In my student days Moore
was a highly respected topical novelist and I eagerly devoured all his works,
from The Emperor of Ice-Cream onwards. He should have stopped writing about his home place as soon as he left.
This novella is trite, laden with platitudes and reads like its
author is a foreigner trying to come to grips with our reality. It includes a cynical and snide attack on
Cardinal O’Fiach for his attempts to understand and intervene on behalf of the 'Dirty Protesters'. The big twist in the
end is telegraphed from the first chapter. I finished the book only because I was determined to do him justice, out
of respect for what he had been.
Out of respect for the late Cardinal, I include the
following press statement of his from 1 August 1978:
“Having spent the whole of Sunday in the prison I was
shocked at the inhuman conditions prevailing in H Blocks 3, 4 and 5 where over
300 prisoners are incarcerated.
One would hardly allow an animal to remain in such
conditions, let alone a human being. The
nearest approach to it that I have seen was the spectacle of hundreds of
homeless people living in the sewer pipes in the slums of Calcutta. The stench and filth in some of the cells, where the remains of rotten
food and human excreta scattered around the walls, was almost unbearable. In two of them I was unable to speak for fear
of vomiting.

- _Recorded data_
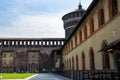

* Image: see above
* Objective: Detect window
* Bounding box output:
[98,9,105,26]
[72,57,74,70]
[90,18,94,34]
[69,59,71,70]
[89,48,95,70]
[75,34,77,47]
[109,0,118,18]
[84,25,87,40]
[76,55,79,70]
[79,30,82,43]
[81,52,85,70]
[3,54,7,58]
[102,40,110,69]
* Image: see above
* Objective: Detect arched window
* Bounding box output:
[81,52,85,70]
[72,57,74,70]
[75,34,77,47]
[89,47,95,70]
[65,60,67,70]
[109,0,118,18]
[67,60,69,70]
[76,55,79,70]
[90,18,94,34]
[98,9,105,26]
[102,40,110,69]
[84,25,87,40]
[71,40,73,49]
[69,59,71,70]
[79,30,82,43]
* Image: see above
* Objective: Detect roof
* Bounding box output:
[98,39,120,52]
[61,0,99,50]
[0,38,65,40]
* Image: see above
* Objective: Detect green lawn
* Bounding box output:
[0,73,34,79]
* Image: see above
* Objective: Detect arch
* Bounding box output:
[81,52,85,70]
[72,57,74,70]
[98,8,105,26]
[84,25,87,40]
[90,17,94,34]
[89,47,95,70]
[102,40,110,69]
[109,0,118,18]
[76,55,79,70]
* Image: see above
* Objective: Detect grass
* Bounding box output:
[0,73,34,79]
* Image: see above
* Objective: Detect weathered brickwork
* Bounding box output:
[0,38,64,72]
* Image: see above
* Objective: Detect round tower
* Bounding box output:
[62,3,85,39]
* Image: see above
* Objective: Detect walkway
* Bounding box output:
[28,73,71,80]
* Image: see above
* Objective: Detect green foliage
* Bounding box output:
[0,73,34,79]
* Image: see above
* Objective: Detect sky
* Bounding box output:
[0,0,92,38]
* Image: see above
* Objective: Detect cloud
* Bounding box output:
[0,0,92,38]
[0,13,64,38]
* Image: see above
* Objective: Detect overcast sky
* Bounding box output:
[0,0,92,38]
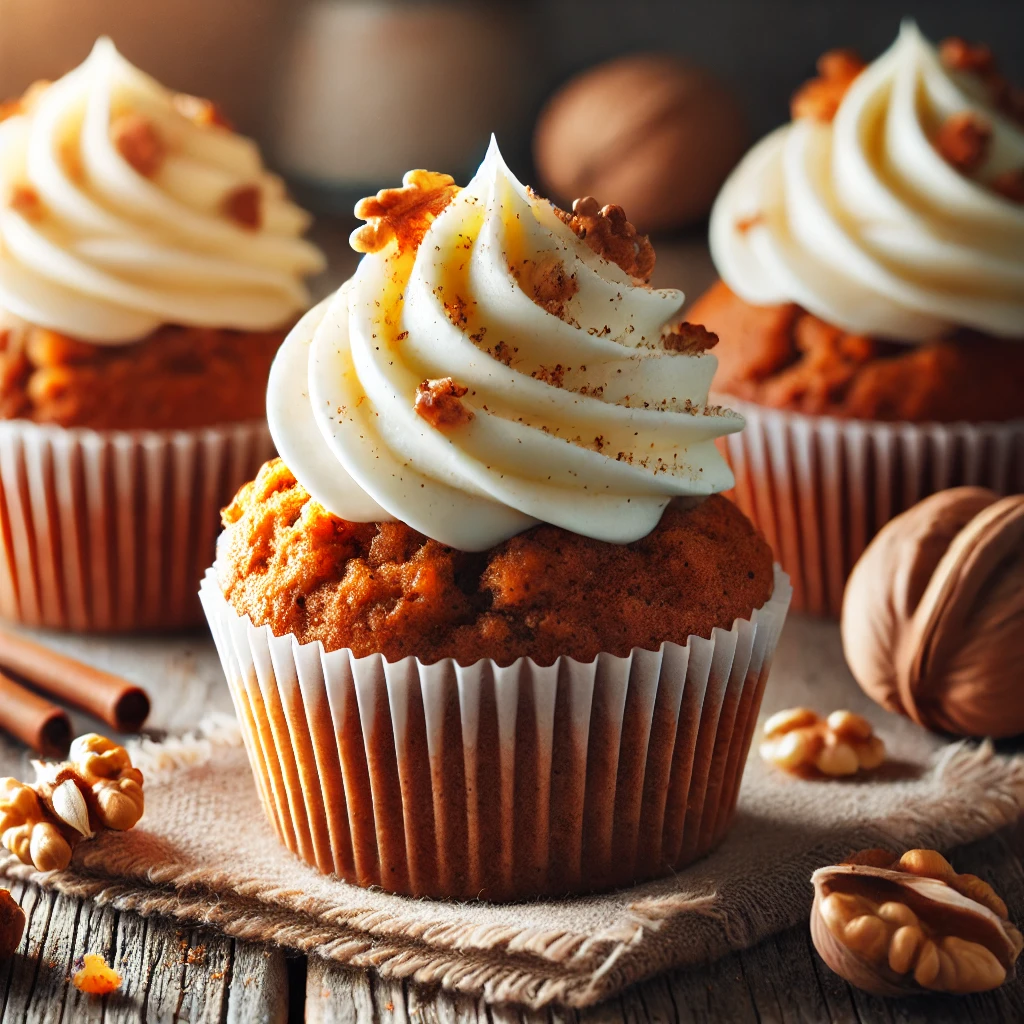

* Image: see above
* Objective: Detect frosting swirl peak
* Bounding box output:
[0,39,324,344]
[711,22,1024,341]
[267,141,742,550]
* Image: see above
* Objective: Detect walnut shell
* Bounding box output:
[811,851,1022,995]
[534,53,748,233]
[841,487,1024,736]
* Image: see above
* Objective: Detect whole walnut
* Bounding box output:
[534,53,748,232]
[841,487,1024,736]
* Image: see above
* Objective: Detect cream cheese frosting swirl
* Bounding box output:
[267,140,742,551]
[711,22,1024,341]
[0,39,324,345]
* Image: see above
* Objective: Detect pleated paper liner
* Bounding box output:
[715,395,1024,616]
[0,420,273,631]
[201,566,792,900]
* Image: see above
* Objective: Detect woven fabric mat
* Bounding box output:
[0,617,1024,1008]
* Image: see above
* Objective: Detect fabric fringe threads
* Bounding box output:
[201,566,792,900]
[716,395,1024,616]
[0,421,273,632]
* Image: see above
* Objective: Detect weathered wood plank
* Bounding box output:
[225,940,288,1024]
[306,956,380,1024]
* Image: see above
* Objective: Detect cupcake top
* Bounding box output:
[0,39,324,344]
[267,141,742,551]
[711,22,1024,341]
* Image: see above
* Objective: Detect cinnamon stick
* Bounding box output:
[0,630,150,732]
[0,672,71,758]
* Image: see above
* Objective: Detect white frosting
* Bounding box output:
[711,23,1024,341]
[0,39,324,344]
[267,141,742,551]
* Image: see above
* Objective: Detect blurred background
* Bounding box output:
[0,0,1024,230]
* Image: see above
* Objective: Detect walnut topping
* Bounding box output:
[173,92,234,130]
[939,36,1024,124]
[416,377,473,430]
[761,708,886,776]
[790,50,867,121]
[220,185,263,231]
[935,111,992,174]
[556,196,654,283]
[662,321,718,355]
[990,167,1024,203]
[939,36,995,76]
[7,184,43,220]
[348,170,459,253]
[513,256,580,319]
[0,733,144,871]
[111,114,167,178]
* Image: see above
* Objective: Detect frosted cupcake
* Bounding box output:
[690,23,1024,614]
[0,39,323,630]
[202,143,790,899]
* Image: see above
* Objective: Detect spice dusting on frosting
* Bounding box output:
[348,170,459,253]
[520,256,580,319]
[790,50,867,121]
[416,377,473,430]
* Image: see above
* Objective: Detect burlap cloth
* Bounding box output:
[0,618,1024,1008]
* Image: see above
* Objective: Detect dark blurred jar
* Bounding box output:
[270,0,546,206]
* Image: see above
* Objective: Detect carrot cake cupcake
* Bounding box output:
[689,22,1024,613]
[0,39,324,630]
[202,142,790,899]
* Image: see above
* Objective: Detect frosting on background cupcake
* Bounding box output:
[267,142,742,550]
[711,22,1024,341]
[0,39,324,344]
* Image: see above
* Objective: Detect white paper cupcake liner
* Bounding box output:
[200,566,792,899]
[0,420,274,631]
[715,395,1024,616]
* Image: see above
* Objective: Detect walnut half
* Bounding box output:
[811,850,1024,995]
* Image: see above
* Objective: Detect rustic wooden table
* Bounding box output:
[0,232,1024,1024]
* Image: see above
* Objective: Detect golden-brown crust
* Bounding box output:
[688,282,1024,423]
[348,170,459,253]
[221,460,772,665]
[0,327,286,430]
[555,196,654,282]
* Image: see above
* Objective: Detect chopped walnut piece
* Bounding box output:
[220,185,263,231]
[556,196,654,283]
[662,321,718,355]
[991,167,1024,203]
[790,50,867,121]
[416,377,473,430]
[7,184,43,220]
[111,114,167,178]
[939,36,1024,124]
[515,256,580,319]
[939,36,995,76]
[348,170,459,253]
[935,111,992,174]
[173,92,234,129]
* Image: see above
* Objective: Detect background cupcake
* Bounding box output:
[689,23,1024,613]
[203,143,790,899]
[0,39,323,630]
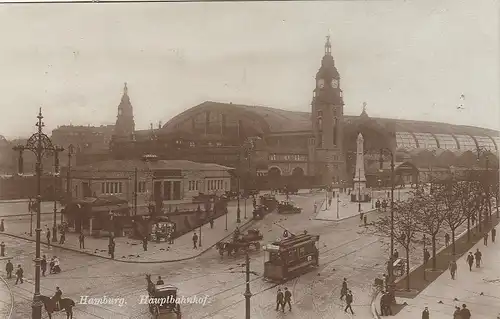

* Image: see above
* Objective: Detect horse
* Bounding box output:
[40,295,75,319]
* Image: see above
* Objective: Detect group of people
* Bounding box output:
[422,304,471,319]
[276,287,292,312]
[340,278,354,314]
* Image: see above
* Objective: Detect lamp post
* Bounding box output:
[28,197,33,237]
[13,108,62,319]
[52,146,64,242]
[380,148,394,279]
[65,144,75,209]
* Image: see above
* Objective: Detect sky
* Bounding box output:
[0,0,500,138]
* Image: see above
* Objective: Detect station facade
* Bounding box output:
[110,39,500,188]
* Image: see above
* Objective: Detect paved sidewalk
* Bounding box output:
[377,231,500,319]
[1,203,252,263]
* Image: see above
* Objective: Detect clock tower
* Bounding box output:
[311,37,345,185]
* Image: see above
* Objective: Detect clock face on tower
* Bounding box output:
[332,79,339,89]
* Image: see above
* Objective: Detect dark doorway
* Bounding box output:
[163,181,172,200]
[172,181,181,200]
[82,182,92,197]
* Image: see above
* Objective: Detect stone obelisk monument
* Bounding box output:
[353,133,366,201]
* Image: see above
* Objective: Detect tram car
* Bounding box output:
[278,201,302,214]
[259,194,278,212]
[264,233,319,283]
[146,275,182,319]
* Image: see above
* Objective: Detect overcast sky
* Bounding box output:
[0,0,500,137]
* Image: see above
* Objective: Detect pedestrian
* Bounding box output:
[276,288,285,311]
[193,233,198,249]
[46,227,50,247]
[448,260,457,279]
[340,278,347,300]
[393,250,399,261]
[474,248,483,268]
[78,231,85,249]
[40,255,47,277]
[460,304,471,319]
[16,265,24,285]
[424,248,431,264]
[422,307,429,319]
[5,259,14,279]
[467,251,474,271]
[344,290,354,314]
[282,287,292,312]
[59,228,66,245]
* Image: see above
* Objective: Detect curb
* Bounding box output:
[0,276,14,318]
[314,208,377,222]
[0,219,254,264]
[370,222,490,319]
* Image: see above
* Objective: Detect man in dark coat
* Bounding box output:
[193,233,198,249]
[40,255,47,277]
[276,288,285,311]
[282,287,292,312]
[5,259,14,279]
[16,265,24,285]
[340,278,347,300]
[78,231,85,249]
[474,248,483,268]
[422,307,429,319]
[467,251,474,271]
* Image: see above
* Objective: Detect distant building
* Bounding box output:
[62,157,231,215]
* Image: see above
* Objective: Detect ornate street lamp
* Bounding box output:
[236,136,261,224]
[13,108,60,319]
[380,148,394,280]
[52,146,64,242]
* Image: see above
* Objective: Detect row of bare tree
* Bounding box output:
[373,180,498,289]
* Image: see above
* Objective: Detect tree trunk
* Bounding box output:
[406,247,410,291]
[467,216,470,242]
[432,234,436,270]
[451,229,455,256]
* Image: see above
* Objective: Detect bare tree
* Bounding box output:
[437,181,467,255]
[413,189,446,270]
[373,197,419,290]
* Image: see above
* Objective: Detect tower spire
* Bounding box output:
[325,35,332,55]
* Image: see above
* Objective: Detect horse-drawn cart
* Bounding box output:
[278,201,302,214]
[148,279,181,319]
[216,229,264,257]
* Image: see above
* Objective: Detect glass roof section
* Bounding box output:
[434,134,458,150]
[414,133,438,149]
[474,136,497,152]
[455,134,477,151]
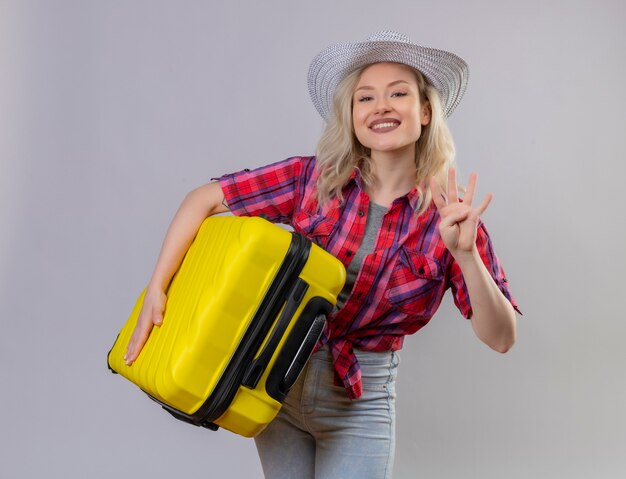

- _Work request 1_
Copy the review word for word, beginning at the words "In my student" and stopping after "as he left.".
- _Work request 2_
In the review, on what date was the Cardinal's quoted press statement issued?

- _Written response 1_
In my student days Moore
was a highly respected topical novelist and I eagerly devoured all his works,
from The Emperor of Ice-Cream onwards. He should have stopped writing about his home place as soon as he left.

- _Written response 2_
1 August 1978